• _Task requirements_
1. From the news item below on the Supreme Court and the Second Amendment, repeat word for word the part that opens with the words containing "The McDonald case is" and closes with "in the home.".
2. In the news item below on the Supreme Court and the Second Amendment, rewrite the paragraph beginning "In September, the Supreme Court agreed" as a bulleted list that keeps its main facts.
3. Take the news item below on the Supreme Court and the Second Amendment further, continuing it from its last sentence.

• _Quoted text_
** Start **
SCOTUS to Determine Scope of Second Amendment

SCOTUS to Determine Scope of Second Amendment

Kennesaw , GA –-(AmmoLand.com)- On Nov. 16, 2009, the NRA filed a brief with the U.S. Supreme Court as Respondent in Support of Petitioner in McDonald v. City of Chicago. The NRA brief asks the U.S. Supreme Court to hold that the Second Amendment applies to state and local governments through the Fourteenth Amendment.

The McDonald case is one of several that were filed immediately after last year’s decision in District of Columbia v. Heller, in which the Court upheld the Second Amendment as an individual right and invalidated Washington, D.C.’s ban on handgun possession, as well as the city’s ban on keeping loaded, operable firearms for self-defense in the home.

In September, the Supreme Court agreed to consider the McDonald case, on appeal from the U.S. Court of Appeals for the Seventh Circuit. That court incorrectly claimed that prior Supreme Court precedent prevented it from holding in favor of incorporation of the Second Amendment. As the NRA argued at the time, the Seventh Circuit should have followed the lead of the Ninth Circuit Court of Appeals decision in Nordyke v. King, which found that Supreme Court precedent does not prevent the Second Amendment from applying to the states through the Fourteenth Amendment’s Due Process Clause.
** End **
• _Material_
** Start **
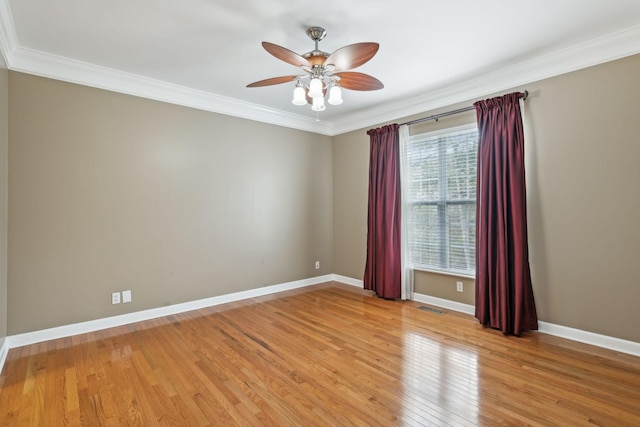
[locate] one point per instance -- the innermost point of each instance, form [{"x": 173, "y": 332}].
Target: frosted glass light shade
[
  {"x": 318, "y": 104},
  {"x": 315, "y": 88},
  {"x": 298, "y": 96},
  {"x": 335, "y": 96}
]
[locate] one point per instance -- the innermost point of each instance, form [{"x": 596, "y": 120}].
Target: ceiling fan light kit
[{"x": 324, "y": 72}]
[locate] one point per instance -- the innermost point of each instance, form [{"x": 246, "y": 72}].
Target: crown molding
[
  {"x": 572, "y": 58},
  {"x": 60, "y": 68},
  {"x": 603, "y": 49},
  {"x": 8, "y": 38}
]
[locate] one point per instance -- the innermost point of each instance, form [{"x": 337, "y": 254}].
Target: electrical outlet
[{"x": 115, "y": 298}]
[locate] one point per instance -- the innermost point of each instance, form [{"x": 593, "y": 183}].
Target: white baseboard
[
  {"x": 348, "y": 280},
  {"x": 29, "y": 338},
  {"x": 616, "y": 344},
  {"x": 604, "y": 341}
]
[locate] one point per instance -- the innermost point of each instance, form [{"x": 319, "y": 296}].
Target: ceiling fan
[{"x": 324, "y": 71}]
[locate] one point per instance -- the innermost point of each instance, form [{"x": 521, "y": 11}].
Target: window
[{"x": 440, "y": 188}]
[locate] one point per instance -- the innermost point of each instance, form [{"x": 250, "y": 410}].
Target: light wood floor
[{"x": 327, "y": 355}]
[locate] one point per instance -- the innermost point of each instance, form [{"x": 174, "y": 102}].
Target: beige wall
[
  {"x": 4, "y": 143},
  {"x": 583, "y": 200},
  {"x": 109, "y": 192}
]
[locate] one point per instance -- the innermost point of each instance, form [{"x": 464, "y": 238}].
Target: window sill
[{"x": 445, "y": 273}]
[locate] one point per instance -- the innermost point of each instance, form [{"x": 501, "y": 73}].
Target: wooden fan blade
[
  {"x": 352, "y": 56},
  {"x": 285, "y": 54},
  {"x": 358, "y": 81},
  {"x": 273, "y": 81}
]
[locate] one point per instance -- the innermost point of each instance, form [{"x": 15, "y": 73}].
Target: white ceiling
[{"x": 203, "y": 53}]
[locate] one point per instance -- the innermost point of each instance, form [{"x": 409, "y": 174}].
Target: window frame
[{"x": 442, "y": 203}]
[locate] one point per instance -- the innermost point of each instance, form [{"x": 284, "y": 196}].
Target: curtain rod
[{"x": 449, "y": 113}]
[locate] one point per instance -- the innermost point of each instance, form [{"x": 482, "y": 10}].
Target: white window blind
[{"x": 441, "y": 193}]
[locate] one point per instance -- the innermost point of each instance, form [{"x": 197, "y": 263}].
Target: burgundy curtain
[
  {"x": 382, "y": 272},
  {"x": 504, "y": 296}
]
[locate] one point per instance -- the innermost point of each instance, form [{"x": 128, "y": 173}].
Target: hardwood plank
[{"x": 324, "y": 355}]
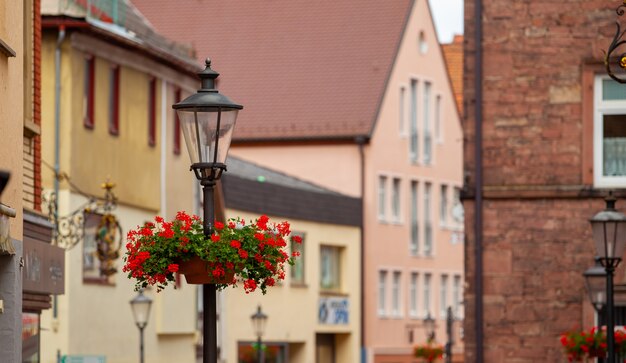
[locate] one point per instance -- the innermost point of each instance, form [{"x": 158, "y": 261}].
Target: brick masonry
[{"x": 535, "y": 248}]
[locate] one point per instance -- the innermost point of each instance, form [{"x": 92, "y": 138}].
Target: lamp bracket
[{"x": 619, "y": 58}]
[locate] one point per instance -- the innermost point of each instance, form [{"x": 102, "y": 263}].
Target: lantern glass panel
[{"x": 200, "y": 129}]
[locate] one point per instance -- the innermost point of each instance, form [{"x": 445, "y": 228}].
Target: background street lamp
[
  {"x": 140, "y": 305},
  {"x": 609, "y": 235},
  {"x": 207, "y": 119},
  {"x": 429, "y": 326},
  {"x": 258, "y": 324}
]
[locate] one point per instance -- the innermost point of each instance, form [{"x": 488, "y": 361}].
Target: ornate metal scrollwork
[{"x": 620, "y": 58}]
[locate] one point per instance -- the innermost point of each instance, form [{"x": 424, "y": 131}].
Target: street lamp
[
  {"x": 609, "y": 235},
  {"x": 140, "y": 305},
  {"x": 258, "y": 323},
  {"x": 595, "y": 281},
  {"x": 429, "y": 326},
  {"x": 207, "y": 119}
]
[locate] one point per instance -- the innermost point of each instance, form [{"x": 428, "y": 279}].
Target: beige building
[
  {"x": 315, "y": 311},
  {"x": 118, "y": 80}
]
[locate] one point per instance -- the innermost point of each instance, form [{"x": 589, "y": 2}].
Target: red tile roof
[
  {"x": 453, "y": 54},
  {"x": 302, "y": 69}
]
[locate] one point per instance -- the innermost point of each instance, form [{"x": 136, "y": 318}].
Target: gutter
[{"x": 478, "y": 201}]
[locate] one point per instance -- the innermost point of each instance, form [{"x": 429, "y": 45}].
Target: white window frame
[
  {"x": 426, "y": 118},
  {"x": 396, "y": 293},
  {"x": 443, "y": 295},
  {"x": 413, "y": 294},
  {"x": 414, "y": 230},
  {"x": 601, "y": 108},
  {"x": 382, "y": 292},
  {"x": 427, "y": 294},
  {"x": 382, "y": 197},
  {"x": 443, "y": 205},
  {"x": 396, "y": 199},
  {"x": 428, "y": 228},
  {"x": 413, "y": 121}
]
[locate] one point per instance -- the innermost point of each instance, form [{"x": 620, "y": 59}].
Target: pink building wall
[{"x": 338, "y": 167}]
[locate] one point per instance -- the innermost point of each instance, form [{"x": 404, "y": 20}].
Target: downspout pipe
[
  {"x": 57, "y": 135},
  {"x": 478, "y": 160},
  {"x": 360, "y": 141}
]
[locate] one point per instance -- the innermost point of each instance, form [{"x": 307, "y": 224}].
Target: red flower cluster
[
  {"x": 581, "y": 345},
  {"x": 254, "y": 251},
  {"x": 429, "y": 351}
]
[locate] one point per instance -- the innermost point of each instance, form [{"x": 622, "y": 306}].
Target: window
[
  {"x": 456, "y": 295},
  {"x": 395, "y": 293},
  {"x": 176, "y": 132},
  {"x": 426, "y": 294},
  {"x": 330, "y": 268},
  {"x": 413, "y": 295},
  {"x": 443, "y": 298},
  {"x": 428, "y": 229},
  {"x": 426, "y": 125},
  {"x": 414, "y": 246},
  {"x": 609, "y": 133},
  {"x": 382, "y": 197},
  {"x": 89, "y": 92},
  {"x": 297, "y": 270},
  {"x": 438, "y": 134},
  {"x": 382, "y": 291},
  {"x": 395, "y": 199},
  {"x": 401, "y": 110},
  {"x": 114, "y": 100},
  {"x": 443, "y": 207},
  {"x": 413, "y": 153},
  {"x": 152, "y": 111}
]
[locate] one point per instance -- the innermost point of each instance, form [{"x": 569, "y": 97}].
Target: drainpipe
[
  {"x": 360, "y": 141},
  {"x": 57, "y": 135},
  {"x": 478, "y": 159}
]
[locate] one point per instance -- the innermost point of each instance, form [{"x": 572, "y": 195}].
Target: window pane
[
  {"x": 382, "y": 186},
  {"x": 612, "y": 90},
  {"x": 329, "y": 271},
  {"x": 414, "y": 222},
  {"x": 297, "y": 270},
  {"x": 396, "y": 293},
  {"x": 395, "y": 201},
  {"x": 614, "y": 145},
  {"x": 382, "y": 287}
]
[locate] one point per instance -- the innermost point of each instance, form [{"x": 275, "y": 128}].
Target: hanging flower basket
[{"x": 252, "y": 253}]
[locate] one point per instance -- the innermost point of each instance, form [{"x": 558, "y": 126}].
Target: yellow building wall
[
  {"x": 293, "y": 310},
  {"x": 11, "y": 108}
]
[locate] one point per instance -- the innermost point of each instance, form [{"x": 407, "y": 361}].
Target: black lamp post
[
  {"x": 207, "y": 119},
  {"x": 609, "y": 235},
  {"x": 258, "y": 323},
  {"x": 595, "y": 281},
  {"x": 429, "y": 326},
  {"x": 140, "y": 305}
]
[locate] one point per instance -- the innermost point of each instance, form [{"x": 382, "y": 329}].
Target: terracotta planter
[{"x": 198, "y": 271}]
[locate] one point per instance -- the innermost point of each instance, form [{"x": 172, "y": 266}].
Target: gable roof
[
  {"x": 252, "y": 188},
  {"x": 302, "y": 69}
]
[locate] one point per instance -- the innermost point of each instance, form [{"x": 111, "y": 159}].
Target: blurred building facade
[
  {"x": 540, "y": 156},
  {"x": 324, "y": 280},
  {"x": 117, "y": 79},
  {"x": 353, "y": 97}
]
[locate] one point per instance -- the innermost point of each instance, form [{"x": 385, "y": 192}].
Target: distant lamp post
[
  {"x": 207, "y": 119},
  {"x": 595, "y": 281},
  {"x": 140, "y": 305},
  {"x": 429, "y": 326},
  {"x": 609, "y": 235},
  {"x": 259, "y": 319}
]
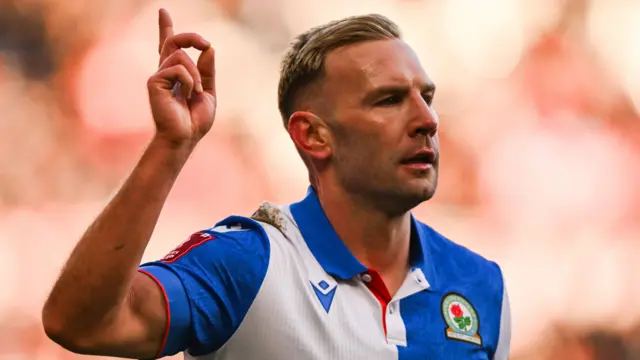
** End **
• _Answers by task_
1.
The McDonald case is one of several that were filed immediately after last year’s decision in District of Columbia v. Heller, in which the Court upheld the Second Amendment as an individual right and invalidated Washington, D.C.’s ban on handgun possession, as well as the city’s ban on keeping loaded, operable firearms for self-defense in the home.

2.
- In September, the Supreme Court agreed to consider the McDonald case, on appeal from the U.S. Court of Appeals for the Seventh Circuit.
- The Seventh Circuit incorrectly claimed that prior Supreme Court precedent prevented it from holding in favor of incorporation of the Second Amendment.
- The NRA argued at the time that the Seventh Circuit should have followed the Ninth Circuit's decision in Nordyke v. King.
- Nordyke found that Supreme Court precedent does not prevent the Second Amendment from applying to the states through the Fourteenth Amendment's Due Process Clause.

3.
Support for incorporation of the Second Amendment is very strong, and numerous additional briefs have recently been filed and signed by both federal and state officials.

Recently, an overwhelming, bipartisan majority of members of the U.S. House of Representatives and the U.S. Senate signed an amicus curiae, or “friend of the court,” brief supporting the NRA’s position that the Second Amendment is incorporated against the states through the Fourteenth Amendment. The amicus brief bears the signatures of a record 251 Members of Congress and 58 Senators—the most signers of a congressional amicus brief in the history of the Supreme Court.

In addition to the federal brief, a large bipartisan group of state legislators and other elected officials from all 50 states, along with more than three-fourths of state attorney generals also filed amicus curiae briefs in the McDonald case this week. They, too, are supporting the NRA’s position that the Second Amendment is incorporated against the states through the Fourteenth Amendment.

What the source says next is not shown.